- **TASK STATEMENT**:
Please turn the part of the records below that opens with the line containing "Practice. Find the tall" and closes with the line containing "point(68, 395)" into a Markdown table with the columns Row and Line. Give each line its row number and leave out blank lines.

(Rows from a dataset)

§ §

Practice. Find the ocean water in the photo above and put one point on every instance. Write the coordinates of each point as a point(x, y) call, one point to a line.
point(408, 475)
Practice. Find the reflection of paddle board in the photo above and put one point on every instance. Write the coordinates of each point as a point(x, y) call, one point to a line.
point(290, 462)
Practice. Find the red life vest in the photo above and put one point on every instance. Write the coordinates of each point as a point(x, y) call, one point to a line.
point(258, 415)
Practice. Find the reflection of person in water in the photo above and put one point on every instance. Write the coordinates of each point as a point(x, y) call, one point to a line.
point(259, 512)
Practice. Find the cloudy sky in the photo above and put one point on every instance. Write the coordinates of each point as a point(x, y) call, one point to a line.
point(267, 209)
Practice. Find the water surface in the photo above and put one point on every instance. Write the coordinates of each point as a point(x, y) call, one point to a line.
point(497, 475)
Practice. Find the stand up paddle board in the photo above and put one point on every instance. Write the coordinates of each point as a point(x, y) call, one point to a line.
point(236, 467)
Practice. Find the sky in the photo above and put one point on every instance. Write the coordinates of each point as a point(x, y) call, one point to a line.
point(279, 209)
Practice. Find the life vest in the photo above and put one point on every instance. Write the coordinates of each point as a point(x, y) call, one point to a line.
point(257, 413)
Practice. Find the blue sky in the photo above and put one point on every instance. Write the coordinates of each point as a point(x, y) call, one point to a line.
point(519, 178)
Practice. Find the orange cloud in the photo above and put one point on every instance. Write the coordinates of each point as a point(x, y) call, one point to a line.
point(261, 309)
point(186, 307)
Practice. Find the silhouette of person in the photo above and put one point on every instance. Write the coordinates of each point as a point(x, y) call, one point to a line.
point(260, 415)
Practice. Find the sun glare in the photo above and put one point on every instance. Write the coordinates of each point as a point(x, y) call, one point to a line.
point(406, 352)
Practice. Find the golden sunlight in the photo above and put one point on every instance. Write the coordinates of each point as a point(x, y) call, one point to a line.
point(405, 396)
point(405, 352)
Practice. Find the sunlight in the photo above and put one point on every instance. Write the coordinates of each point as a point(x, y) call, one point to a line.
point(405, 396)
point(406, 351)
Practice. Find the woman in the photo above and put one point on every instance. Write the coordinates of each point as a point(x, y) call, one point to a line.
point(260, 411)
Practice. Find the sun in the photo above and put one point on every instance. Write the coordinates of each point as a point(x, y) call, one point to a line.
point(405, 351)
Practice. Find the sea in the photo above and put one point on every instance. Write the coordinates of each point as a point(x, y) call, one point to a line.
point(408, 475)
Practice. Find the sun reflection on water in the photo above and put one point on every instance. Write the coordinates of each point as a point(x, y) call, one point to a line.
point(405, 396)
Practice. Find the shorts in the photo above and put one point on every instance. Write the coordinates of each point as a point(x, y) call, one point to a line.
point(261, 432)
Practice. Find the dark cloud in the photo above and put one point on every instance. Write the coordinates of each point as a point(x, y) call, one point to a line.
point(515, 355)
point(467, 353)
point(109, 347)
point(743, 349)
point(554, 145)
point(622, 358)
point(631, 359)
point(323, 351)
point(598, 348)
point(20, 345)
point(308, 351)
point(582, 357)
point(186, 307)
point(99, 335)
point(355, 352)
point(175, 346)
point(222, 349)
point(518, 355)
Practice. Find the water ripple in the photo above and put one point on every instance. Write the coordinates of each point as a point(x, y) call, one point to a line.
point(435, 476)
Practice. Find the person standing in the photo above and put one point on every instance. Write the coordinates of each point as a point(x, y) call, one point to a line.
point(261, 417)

§ §

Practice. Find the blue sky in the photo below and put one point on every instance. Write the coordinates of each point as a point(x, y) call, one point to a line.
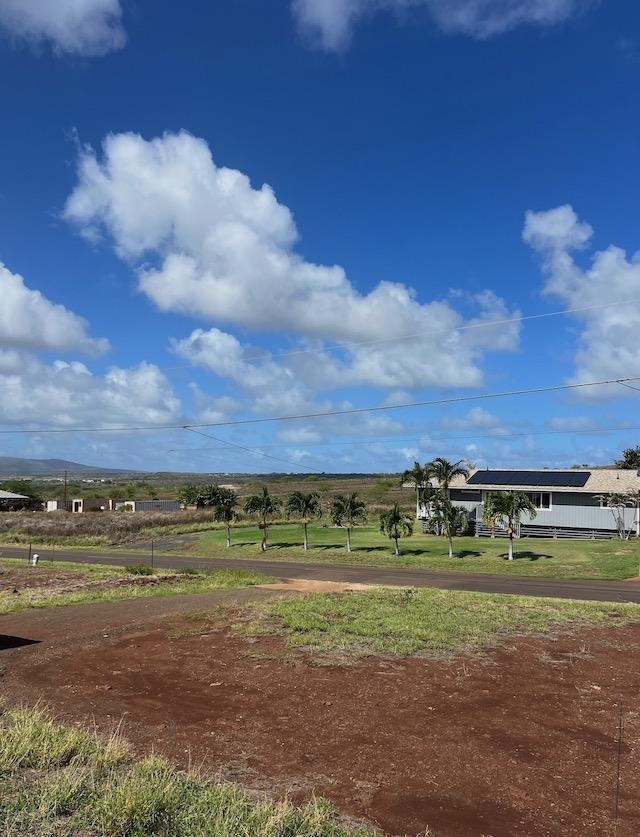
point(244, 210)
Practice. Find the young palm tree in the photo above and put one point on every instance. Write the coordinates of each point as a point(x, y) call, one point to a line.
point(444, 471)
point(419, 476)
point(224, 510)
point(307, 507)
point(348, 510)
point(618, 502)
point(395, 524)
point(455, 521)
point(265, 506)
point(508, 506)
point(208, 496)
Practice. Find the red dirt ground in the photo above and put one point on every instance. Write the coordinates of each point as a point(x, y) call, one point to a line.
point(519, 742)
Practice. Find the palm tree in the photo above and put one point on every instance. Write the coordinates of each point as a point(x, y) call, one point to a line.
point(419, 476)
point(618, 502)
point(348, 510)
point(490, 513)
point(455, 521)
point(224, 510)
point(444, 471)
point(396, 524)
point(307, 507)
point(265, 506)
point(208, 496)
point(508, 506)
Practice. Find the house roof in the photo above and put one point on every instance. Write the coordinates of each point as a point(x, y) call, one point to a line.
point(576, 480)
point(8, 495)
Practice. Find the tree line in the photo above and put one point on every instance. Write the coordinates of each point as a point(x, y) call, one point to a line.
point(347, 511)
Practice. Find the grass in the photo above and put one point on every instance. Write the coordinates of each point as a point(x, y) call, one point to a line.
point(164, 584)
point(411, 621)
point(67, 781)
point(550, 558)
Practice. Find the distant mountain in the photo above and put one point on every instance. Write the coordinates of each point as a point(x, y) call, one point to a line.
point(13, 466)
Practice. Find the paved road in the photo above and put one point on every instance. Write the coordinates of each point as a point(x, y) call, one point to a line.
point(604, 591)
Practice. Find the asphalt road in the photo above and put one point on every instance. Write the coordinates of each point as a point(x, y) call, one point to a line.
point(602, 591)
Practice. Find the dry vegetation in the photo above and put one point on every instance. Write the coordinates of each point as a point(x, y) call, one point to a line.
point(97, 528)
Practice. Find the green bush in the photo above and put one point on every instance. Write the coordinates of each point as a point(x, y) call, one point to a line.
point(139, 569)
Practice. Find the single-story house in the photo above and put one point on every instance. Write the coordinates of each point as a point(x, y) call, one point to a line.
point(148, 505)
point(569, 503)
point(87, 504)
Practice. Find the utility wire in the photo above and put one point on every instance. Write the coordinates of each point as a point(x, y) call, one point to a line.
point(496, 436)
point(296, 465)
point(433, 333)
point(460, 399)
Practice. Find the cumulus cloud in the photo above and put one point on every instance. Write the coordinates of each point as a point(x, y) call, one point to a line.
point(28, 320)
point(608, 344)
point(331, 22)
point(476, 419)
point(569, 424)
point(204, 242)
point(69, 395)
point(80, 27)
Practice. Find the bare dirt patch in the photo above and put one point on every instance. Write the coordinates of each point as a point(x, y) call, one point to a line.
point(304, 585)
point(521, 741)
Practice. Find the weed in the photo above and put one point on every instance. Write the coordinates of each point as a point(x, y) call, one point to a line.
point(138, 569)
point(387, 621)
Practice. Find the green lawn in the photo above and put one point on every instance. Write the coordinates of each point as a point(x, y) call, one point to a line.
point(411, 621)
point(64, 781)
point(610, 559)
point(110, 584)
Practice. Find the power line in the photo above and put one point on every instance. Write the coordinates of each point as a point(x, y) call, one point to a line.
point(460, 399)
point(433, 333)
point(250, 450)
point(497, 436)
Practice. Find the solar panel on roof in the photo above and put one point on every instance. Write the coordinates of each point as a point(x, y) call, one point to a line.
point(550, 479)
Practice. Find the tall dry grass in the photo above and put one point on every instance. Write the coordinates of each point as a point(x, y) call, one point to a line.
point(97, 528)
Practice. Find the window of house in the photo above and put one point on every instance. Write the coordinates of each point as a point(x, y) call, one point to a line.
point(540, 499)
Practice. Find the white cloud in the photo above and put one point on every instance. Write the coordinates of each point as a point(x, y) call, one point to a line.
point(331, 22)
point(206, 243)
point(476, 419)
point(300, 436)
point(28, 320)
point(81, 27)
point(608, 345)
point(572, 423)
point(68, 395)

§ §

- **CORRECT RESULT**:
| Row | Line |
|---|---|
| 1 | Practice. Find the tall dry grass in the photo above and put one point on every instance. Write the coordinates of each point as a point(x, y) call, one point to a line. |
| 2 | point(97, 528) |
| 3 | Practice. Find the window of house in the photo above and put one point on every instance. Write the coordinates of each point as a point(x, y) call, one point to a line. |
| 4 | point(540, 499) |
| 5 | Practice. Find the white cloud in the photo above and put one point on every instance. Write the coordinates of each point as a point(x, y) call, one point to a line. |
| 6 | point(331, 22) |
| 7 | point(206, 243) |
| 8 | point(476, 419) |
| 9 | point(300, 436) |
| 10 | point(28, 320) |
| 11 | point(81, 27) |
| 12 | point(608, 345) |
| 13 | point(572, 423) |
| 14 | point(68, 395) |